Brief A »
According to the fight preview, where do Crolla and Mathews meet on Saturday?
Brief B »
Does each statement below agree with the fight preview? For each, answer yes or no and quote the deciding words. (i) Mathews beat Stephen Foster Jnr at the MEN Arena in October 2006. (ii) Crolla topped the bill on the night of his debut. (iii) Mathews is the favorite to win on Saturday.
Brief C »
Copy everything in the fight preview from "In October 2006" down to "clearly as he did.", renaming "ringsiders" as "spectators".

==== Excerpt provided ====

Dave Oakes previews Saturday's British lightweight title clash between Anthony Crolla and Derry Mathews (undercard details after the jump).
In October 2006 a young Derry Mathews produced the best performance of his fledgling career by beating hometown favourite Stephen Foster Jnr at the MEN Arena. There was a buzz amongst ringsiders following the performance – most had picked Foster, the few who picked Mathews had felt it would be close, no-one expected Mathews to win as clearly as he did.
Making his debut way down the undercard that night was Anthony Crolla, boxing his way to a four round points victory in a fight that was overshadowed by the big names on the bill (Calzaghe, Maccarinelli and the then hot prospects Kell Brook and Nathan Cleverly). Only the utterly devoted boxing fans in the arena took any notice of Crolla, knowing he was an ABA champion with a burgeoning reputation around the north-west.
Five and a half years later the pair meet at Oldham Sports Centre with Crolla very much the favourite to win. If you’d said to the spectators that night at the M.E.N that Mathews would fail to win a major domestic title in his career, most would’ve laughed at you. That’s exactly what’s happened though and time is running out for the affable Scouser to change it. Saturday night may be his last chance.

==== Exercise data ====

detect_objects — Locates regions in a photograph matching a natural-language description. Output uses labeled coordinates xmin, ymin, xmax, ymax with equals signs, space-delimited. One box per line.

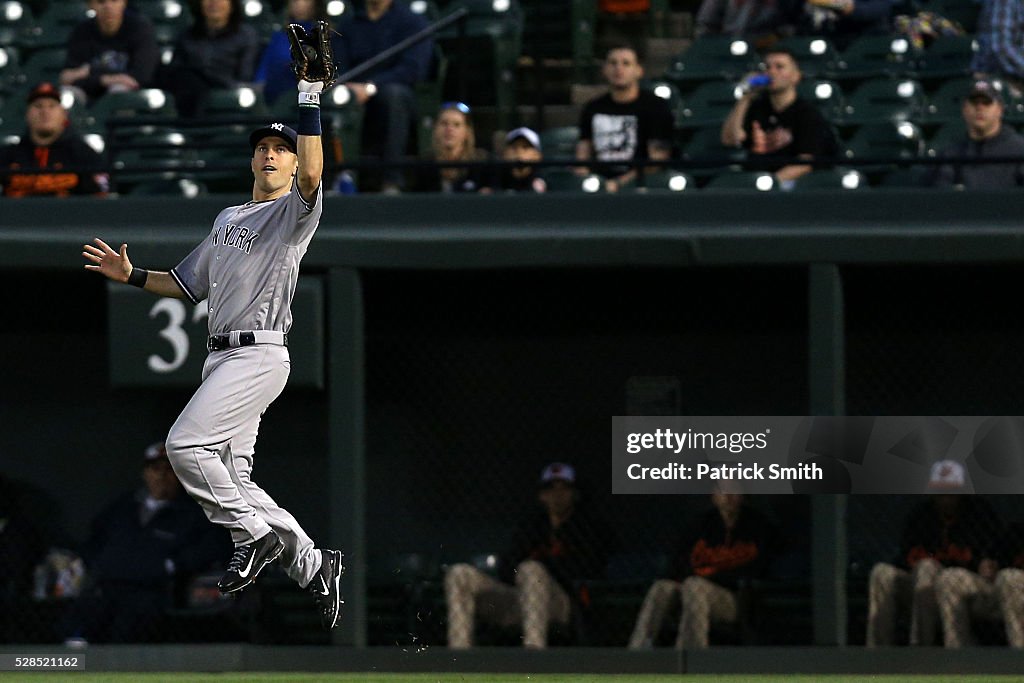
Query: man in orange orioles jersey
xmin=630 ymin=482 xmax=775 ymax=649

====

Written response A »
At Oldham Sports Centre.

Written response B »
(i) Yes: "In October 2006 a young Derry Mathews produced the best performance of his fledgling career by beating hometown favourite Stephen Foster Jnr at the MEN Arena."
(ii) No: "Making his debut way down the undercard that night was Anthony Crolla"
(iii) No: "with Crolla very much the favourite to win"

Written response C »
In October 2006 a young Derry Mathews produced the best performance of his fledgling career by beating hometown favourite Stephen Foster Jnr at the MEN Arena. There was a buzz amongst spectators following the performance – most had picked Foster, the few who picked Mathews had felt it would be close, no-one expected Mathews to win as clearly as he did.